:: Written task ::
Pick up the piece about Obama's White House communications team and continue it past its last sentence.

Today Barack Obama announced his White House communications team: Ellen Moran as communications director, Robert Gibbs as press secretary, and Dan Pfeiffer as Moran's deputy.

Gibbs and Pfeiffer were core members of Obama's campaign media team, so no shock there. But the name of Moran, a longtime Democratic operative who since 2005 has been executive director of the pro-choice fundraising group Emily's List, comes as a surprise. Unlike the others, she's not a member of Obama's inner circle and played no role in his campaign. In fact, she was actually a strong supporter of Hillary Clinton in the primaries.

And Emily's List didn't just endorse Hillary over Obama--the group stuck with her to the bitter end, only endorsing Obama on June 6, after Hillary dropped out of the race. Moran's boss, Ellen Malcolm, publicly smacked the abortion rights outfit NARAL for backing Obama in mid-May, by which time it was clear Hillary would lose. (Malcolm called the move "tremendously direspectful" to Clinton.)

:: Dataset extract ::

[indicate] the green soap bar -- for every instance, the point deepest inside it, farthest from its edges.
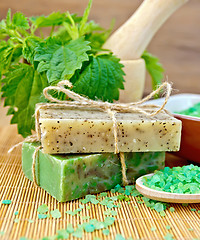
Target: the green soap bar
(68, 177)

:: Final result ::
Moran, who donated money to Hillary, even expressed her disappointment about the primary's outcome to The Progressive this summer: "There are women activists who waited their whole lives to see [a woman president]ju. and to have this chance and I’m kind of one of them." (Moran added that she fully supported Obama over McCain.)

Another sign that Obama is just not much of a grudge-bearer.

P.S. This 2004 Washington Post article may provide another key bit of context: 

The DNC's independent-expenditure operation is being run out of first-floor offices in a non-descript building across South Capitol Street from party headquarters in Washington to keep it legally separate from the DNC. It will be supervised by Ellen Moran, who has coordinated similar activities for the Democratic Congressional Campaign Committee and has worked for Emily's List, a political group that has raised millions of dollars on behalf of female Democratic candidates who support abortion rights. Moran declined to provide a budget estimate for her program, although other sources said $100 million is likely to be a conservative amount.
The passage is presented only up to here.